### Set problem
Transfer the lines of the records, requests included, from the line that has "Pick out the tail" through the end of the records. Add 101 to every coordinate in the answers.

### Entries from a dataset
☆ ☆ ☆ ☆
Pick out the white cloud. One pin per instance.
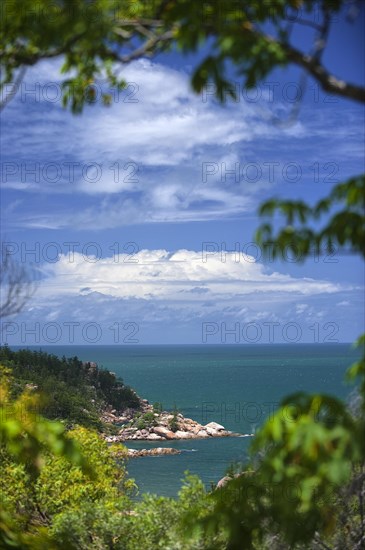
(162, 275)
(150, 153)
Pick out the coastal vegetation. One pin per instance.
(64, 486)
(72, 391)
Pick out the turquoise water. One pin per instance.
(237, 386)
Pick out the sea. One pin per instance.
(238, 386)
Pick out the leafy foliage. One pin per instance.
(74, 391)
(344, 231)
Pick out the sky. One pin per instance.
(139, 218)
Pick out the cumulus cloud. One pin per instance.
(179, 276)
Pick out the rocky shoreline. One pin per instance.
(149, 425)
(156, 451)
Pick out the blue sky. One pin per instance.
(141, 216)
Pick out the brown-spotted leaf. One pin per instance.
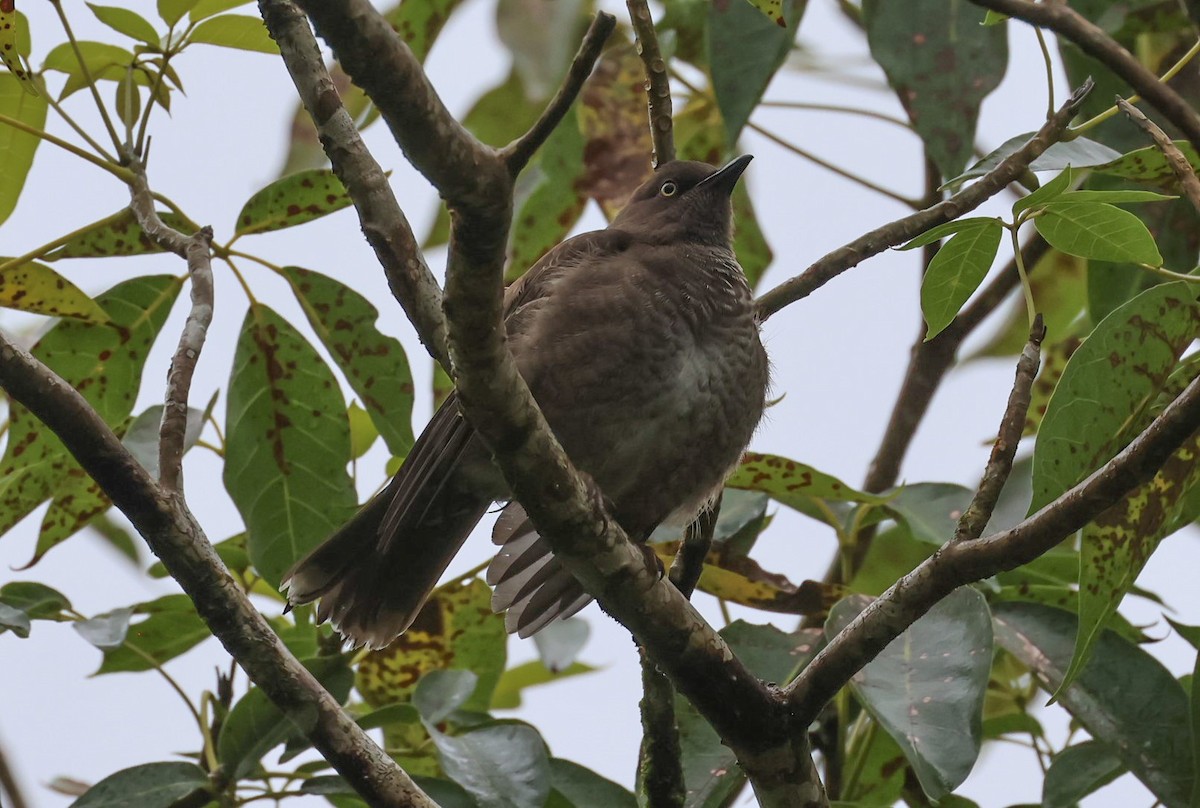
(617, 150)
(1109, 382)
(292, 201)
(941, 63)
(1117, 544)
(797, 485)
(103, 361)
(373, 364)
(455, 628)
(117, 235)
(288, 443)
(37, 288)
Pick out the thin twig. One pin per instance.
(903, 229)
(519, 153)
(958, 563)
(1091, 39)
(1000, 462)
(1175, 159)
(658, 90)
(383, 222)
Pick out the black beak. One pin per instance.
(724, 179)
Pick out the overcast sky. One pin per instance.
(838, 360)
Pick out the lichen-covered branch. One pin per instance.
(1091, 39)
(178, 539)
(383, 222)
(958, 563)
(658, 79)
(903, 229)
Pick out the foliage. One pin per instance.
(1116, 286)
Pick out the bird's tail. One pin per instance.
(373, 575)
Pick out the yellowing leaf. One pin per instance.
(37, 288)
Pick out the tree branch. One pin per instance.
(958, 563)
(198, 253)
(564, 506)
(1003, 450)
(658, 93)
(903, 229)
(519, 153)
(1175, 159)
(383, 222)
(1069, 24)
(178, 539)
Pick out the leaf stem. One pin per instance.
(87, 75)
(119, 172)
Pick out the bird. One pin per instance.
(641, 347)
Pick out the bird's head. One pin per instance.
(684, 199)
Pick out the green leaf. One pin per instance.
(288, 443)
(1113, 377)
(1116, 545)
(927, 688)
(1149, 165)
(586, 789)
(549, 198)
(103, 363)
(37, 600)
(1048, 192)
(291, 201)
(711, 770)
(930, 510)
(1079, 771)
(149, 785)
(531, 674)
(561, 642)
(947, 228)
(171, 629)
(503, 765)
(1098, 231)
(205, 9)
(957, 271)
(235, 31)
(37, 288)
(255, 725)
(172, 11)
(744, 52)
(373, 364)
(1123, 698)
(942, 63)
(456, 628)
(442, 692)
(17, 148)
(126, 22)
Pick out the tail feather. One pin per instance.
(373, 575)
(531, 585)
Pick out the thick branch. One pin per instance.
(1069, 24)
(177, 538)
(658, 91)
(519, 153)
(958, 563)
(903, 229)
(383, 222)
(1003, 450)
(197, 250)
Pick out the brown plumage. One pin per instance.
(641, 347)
☆ ☆ ☆ ☆
### Written solution
Pick out the tail feather. One pin per instance.
(474, 676)
(632, 686)
Pick out the thick branch. One pin per instance.
(1170, 125)
(278, 639)
(759, 192)
(620, 254)
(1059, 664)
(1004, 330)
(484, 323)
(1104, 551)
(298, 351)
Pick out the brown plumage. One pin per instance.
(742, 448)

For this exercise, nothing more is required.